- [Records for pointing at named objects]:
↓
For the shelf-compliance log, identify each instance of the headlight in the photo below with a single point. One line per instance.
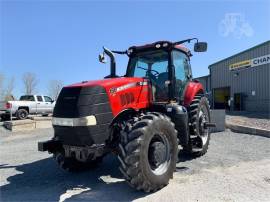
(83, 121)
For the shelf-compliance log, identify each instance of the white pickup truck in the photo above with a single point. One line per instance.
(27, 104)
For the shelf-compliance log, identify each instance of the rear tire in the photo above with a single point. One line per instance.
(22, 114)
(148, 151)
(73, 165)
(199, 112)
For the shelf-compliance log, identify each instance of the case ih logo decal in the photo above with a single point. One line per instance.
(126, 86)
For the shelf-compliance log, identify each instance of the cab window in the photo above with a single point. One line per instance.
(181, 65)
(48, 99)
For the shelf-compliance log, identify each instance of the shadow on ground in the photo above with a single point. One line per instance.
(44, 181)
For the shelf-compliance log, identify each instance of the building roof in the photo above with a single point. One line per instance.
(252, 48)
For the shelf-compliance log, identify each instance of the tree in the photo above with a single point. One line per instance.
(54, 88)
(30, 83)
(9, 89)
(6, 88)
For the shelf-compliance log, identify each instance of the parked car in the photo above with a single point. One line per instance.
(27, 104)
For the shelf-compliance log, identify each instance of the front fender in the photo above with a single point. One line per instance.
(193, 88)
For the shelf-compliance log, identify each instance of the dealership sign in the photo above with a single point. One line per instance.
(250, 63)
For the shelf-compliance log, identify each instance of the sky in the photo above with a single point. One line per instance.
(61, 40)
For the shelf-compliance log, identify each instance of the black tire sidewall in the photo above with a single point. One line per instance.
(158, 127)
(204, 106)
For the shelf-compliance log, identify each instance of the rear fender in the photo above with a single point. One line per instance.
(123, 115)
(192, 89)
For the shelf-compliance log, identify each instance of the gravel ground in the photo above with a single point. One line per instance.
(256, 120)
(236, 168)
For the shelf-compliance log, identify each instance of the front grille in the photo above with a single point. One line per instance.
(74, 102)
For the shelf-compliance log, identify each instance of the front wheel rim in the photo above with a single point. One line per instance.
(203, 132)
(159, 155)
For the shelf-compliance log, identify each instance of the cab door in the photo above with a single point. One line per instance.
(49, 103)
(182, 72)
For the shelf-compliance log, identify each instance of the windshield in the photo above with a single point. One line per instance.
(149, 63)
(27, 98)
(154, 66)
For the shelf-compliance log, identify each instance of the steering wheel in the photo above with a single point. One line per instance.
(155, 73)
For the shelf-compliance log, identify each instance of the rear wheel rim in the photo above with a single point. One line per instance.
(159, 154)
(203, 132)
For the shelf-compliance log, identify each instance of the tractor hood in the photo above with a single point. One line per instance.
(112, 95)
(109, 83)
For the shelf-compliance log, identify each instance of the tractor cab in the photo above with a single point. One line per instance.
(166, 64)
↑
↓
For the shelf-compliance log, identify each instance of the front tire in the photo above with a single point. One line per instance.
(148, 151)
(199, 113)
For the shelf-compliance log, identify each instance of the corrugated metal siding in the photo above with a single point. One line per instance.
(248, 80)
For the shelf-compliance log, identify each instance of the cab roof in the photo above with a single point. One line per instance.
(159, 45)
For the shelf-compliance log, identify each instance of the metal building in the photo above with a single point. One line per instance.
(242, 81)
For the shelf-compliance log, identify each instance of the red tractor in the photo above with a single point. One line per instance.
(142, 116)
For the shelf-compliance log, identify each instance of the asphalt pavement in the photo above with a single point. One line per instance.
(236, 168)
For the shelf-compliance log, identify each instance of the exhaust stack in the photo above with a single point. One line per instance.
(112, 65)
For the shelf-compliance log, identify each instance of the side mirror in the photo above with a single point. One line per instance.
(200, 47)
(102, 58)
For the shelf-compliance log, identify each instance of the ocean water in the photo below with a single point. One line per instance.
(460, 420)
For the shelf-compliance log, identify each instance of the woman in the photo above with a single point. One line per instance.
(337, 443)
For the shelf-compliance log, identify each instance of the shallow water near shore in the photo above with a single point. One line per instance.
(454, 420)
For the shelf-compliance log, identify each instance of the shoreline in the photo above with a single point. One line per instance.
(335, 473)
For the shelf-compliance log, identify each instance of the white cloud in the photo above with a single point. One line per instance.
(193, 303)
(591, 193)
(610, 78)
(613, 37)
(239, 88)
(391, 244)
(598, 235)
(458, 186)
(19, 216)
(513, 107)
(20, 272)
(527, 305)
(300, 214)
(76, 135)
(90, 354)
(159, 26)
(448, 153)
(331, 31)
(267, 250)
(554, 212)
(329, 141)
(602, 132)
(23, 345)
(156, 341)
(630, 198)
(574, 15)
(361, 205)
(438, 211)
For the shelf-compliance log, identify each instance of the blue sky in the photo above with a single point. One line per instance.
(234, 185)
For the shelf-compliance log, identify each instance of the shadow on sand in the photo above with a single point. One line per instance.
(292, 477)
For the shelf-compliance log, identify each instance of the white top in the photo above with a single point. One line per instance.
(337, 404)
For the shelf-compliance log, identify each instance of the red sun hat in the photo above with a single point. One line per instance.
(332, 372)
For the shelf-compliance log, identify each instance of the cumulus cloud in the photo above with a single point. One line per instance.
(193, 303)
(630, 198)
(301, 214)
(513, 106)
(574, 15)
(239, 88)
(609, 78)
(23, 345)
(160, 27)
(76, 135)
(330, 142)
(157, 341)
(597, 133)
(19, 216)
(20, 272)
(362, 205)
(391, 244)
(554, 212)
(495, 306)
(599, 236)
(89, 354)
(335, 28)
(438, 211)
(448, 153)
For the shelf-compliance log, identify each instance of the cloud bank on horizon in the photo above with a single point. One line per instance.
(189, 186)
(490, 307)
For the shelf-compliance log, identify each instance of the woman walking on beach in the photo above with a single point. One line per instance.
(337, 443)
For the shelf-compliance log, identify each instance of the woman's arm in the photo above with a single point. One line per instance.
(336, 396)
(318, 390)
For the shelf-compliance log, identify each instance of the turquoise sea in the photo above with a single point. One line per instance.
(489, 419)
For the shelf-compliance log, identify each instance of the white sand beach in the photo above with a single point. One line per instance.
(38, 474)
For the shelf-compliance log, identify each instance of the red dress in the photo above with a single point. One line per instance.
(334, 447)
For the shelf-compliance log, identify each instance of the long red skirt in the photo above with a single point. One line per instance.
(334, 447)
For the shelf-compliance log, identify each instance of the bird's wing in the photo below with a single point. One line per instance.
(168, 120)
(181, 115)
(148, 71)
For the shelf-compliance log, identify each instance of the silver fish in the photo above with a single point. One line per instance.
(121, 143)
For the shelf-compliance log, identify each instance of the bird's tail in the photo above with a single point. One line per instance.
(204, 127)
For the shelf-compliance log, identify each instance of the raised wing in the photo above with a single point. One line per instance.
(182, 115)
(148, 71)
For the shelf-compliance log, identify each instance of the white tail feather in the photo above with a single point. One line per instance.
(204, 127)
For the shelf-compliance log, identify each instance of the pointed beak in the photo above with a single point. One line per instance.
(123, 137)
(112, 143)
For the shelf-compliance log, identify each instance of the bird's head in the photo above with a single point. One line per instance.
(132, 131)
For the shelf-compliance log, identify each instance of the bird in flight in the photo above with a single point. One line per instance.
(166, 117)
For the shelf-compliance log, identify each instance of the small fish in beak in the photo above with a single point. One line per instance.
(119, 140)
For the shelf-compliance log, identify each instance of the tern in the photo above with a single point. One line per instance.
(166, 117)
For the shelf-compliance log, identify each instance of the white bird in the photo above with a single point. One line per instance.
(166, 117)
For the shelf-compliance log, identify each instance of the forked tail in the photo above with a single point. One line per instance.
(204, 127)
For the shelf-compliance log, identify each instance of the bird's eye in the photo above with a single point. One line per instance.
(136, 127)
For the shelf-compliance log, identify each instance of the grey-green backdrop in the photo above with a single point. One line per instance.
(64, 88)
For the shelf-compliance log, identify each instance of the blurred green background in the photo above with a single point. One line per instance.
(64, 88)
↑
- [YOUR INSTRUCTIONS]: Please pick out every line in the items above that contains the word "building", and copy each of those lines.

- [TASK ANSWER]:
For the shelf-compliance log, identify each instance of the building roof in the photo above with a single point. One line per instance.
For the shelf-compliance log, identify each instance of the metal building in the photo above with a single point. One line per instance.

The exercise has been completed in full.